▶ THE PROBLEM: In the records, find each line where "below" occurs, and copy it.
BEGIN THE DATA
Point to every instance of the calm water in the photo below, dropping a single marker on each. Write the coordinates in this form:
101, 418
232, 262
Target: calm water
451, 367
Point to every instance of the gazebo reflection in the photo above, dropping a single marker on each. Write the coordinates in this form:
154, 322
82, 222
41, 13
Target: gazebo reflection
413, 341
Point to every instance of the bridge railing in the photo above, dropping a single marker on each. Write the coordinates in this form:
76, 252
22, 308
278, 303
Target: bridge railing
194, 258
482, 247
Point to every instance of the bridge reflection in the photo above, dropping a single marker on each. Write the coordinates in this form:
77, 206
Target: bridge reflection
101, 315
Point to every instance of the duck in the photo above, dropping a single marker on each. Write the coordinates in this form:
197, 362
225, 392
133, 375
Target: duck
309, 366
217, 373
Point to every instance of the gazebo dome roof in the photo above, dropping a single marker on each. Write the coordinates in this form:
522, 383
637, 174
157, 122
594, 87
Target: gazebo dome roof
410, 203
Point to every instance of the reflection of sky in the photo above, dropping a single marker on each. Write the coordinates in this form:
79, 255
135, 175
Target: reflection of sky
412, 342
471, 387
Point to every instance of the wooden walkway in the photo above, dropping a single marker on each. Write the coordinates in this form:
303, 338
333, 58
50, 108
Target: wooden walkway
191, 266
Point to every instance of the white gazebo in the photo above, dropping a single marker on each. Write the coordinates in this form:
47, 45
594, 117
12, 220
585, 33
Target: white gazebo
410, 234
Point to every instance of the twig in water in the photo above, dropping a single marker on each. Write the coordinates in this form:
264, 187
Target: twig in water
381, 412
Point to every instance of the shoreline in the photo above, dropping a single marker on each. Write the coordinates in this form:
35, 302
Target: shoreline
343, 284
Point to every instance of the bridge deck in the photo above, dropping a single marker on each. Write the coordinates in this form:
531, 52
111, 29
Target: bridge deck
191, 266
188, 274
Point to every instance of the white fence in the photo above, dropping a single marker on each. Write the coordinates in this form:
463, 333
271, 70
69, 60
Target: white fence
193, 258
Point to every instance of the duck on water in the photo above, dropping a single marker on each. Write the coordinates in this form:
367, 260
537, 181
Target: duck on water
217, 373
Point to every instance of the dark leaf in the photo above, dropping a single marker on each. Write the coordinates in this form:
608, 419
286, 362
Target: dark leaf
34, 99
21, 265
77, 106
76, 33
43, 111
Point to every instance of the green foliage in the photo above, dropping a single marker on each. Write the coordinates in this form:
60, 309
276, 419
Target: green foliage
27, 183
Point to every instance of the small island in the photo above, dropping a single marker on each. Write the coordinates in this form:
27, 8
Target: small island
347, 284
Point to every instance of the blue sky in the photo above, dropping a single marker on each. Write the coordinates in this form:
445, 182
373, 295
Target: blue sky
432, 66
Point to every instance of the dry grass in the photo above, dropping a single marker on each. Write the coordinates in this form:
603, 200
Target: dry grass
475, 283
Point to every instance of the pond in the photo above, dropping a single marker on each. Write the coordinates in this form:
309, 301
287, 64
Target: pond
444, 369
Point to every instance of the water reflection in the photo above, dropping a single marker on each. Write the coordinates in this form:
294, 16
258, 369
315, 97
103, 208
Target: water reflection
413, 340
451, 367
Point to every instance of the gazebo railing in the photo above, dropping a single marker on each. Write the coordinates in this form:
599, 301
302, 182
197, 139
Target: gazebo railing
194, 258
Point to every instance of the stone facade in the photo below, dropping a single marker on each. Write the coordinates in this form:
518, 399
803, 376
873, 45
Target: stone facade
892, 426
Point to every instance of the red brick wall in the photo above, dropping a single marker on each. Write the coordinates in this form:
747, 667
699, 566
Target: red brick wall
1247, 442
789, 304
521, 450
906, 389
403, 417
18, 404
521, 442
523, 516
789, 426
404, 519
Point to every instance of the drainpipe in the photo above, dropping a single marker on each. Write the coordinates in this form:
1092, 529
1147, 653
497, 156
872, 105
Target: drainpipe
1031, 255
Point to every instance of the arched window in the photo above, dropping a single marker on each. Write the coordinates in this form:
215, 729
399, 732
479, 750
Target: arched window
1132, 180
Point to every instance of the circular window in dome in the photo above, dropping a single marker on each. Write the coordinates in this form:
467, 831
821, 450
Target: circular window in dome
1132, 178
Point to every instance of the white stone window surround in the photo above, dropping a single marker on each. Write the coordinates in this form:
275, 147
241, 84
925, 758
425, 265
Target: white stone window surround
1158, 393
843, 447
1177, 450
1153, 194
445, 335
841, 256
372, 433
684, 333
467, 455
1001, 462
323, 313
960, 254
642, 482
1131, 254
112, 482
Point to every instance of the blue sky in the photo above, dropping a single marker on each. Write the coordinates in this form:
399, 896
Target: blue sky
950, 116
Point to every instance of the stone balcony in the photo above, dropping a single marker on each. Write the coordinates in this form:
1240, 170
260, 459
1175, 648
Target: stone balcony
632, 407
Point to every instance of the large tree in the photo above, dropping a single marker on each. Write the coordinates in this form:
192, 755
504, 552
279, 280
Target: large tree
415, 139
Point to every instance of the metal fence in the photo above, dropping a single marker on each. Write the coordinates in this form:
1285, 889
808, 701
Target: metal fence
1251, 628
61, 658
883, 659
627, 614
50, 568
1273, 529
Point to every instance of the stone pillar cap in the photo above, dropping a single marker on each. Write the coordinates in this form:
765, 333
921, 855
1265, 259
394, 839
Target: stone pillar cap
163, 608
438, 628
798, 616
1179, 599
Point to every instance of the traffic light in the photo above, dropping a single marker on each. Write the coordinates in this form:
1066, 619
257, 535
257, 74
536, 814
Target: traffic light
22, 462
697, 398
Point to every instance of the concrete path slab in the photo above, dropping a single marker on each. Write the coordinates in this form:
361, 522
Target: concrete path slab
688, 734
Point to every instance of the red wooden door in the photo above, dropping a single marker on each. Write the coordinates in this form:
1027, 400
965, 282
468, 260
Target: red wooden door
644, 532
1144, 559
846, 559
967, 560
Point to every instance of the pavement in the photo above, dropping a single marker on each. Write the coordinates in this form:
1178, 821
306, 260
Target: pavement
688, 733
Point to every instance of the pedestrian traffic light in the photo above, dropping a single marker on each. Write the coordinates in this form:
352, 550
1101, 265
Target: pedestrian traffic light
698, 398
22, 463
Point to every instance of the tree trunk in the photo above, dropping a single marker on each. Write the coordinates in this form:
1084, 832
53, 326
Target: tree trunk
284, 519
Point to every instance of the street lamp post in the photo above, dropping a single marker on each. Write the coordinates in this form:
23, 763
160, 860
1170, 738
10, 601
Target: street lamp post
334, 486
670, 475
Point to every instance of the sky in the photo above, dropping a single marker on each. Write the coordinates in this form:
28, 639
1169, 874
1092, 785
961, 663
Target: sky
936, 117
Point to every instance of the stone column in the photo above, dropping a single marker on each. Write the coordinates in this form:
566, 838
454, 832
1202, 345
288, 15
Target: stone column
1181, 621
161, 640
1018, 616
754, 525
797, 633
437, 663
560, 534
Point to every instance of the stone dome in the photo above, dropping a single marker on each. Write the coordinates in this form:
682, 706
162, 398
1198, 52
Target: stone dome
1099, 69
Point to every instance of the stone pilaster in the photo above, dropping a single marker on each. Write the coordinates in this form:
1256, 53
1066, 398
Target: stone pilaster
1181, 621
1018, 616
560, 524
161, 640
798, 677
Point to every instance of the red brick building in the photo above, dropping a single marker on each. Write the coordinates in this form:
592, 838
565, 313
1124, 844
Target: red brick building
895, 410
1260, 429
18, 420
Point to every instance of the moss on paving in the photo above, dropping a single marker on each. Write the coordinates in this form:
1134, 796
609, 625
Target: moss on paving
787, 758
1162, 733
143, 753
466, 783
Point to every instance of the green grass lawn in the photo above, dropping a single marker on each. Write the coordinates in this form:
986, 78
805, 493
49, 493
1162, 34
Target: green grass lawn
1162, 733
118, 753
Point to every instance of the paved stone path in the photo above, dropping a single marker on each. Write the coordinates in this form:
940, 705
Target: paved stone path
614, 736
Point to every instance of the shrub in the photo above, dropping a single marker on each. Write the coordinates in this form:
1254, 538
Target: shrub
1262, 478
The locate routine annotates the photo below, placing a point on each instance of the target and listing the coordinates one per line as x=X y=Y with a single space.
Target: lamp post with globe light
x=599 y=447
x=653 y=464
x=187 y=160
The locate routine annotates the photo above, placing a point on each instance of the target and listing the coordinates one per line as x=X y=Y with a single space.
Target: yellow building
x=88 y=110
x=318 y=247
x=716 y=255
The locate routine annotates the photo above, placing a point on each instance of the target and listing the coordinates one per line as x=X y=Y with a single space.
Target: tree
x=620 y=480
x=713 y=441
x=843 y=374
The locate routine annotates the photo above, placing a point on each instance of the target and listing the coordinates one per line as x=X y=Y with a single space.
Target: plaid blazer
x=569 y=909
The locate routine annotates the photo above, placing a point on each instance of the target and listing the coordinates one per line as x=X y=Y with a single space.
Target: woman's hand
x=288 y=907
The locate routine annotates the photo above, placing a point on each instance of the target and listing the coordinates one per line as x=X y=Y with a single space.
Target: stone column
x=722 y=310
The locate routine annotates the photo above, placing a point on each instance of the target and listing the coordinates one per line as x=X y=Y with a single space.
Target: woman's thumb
END THE DATA
▶ EXERCISE RESULT:
Point to every instance of the calm water in the photo below, dropping a single marker on each. Write the coordinates in this form:
Point to every instance of the stone facade in the photo below, dropping a single marker on each. Write the coordinates in this form:
The locate routine annotates the photo below, placing a point on each instance of the target and listing the coordinates one per line as x=X y=Y with a single space.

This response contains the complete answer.